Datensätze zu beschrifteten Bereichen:

----------

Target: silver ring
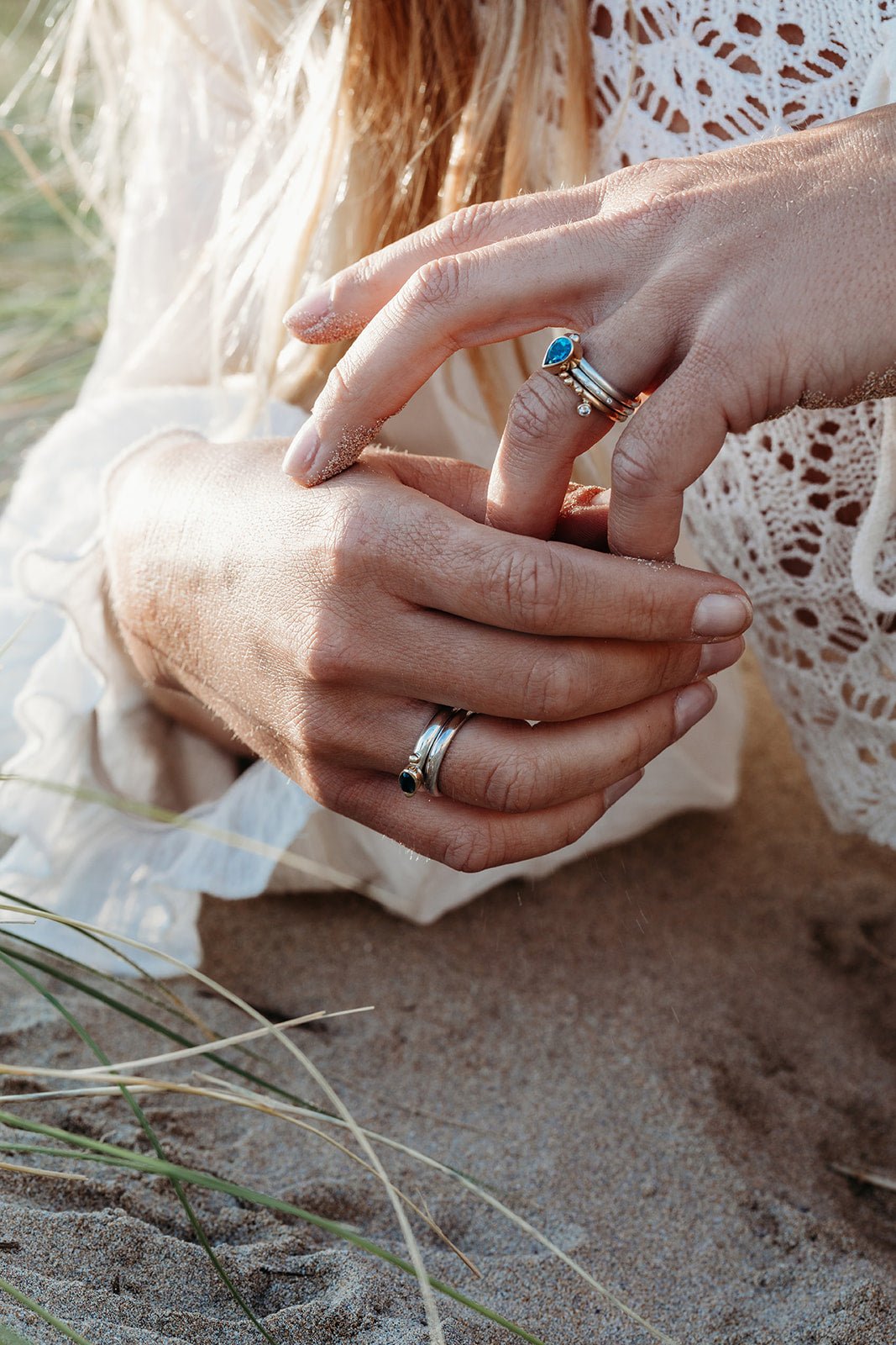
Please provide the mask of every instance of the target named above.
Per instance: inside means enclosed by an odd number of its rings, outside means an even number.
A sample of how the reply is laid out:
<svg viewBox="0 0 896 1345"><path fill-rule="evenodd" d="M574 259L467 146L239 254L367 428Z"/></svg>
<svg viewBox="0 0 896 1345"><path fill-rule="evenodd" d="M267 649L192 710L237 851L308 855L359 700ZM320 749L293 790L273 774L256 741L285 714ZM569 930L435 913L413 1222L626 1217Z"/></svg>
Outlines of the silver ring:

----------

Gib die Zeilen vom Anfang des Materials bis einschließlich der Zeile mit „A sample of“ wortgetreu wieder und lass die Bilder in deiner Antwort weg.

Target: silver ring
Please provide the mask of every instance of the target named above.
Per instance: inside means enclosed by an odd number of its rings, outside means an even number.
A sample of how the reply is laid out:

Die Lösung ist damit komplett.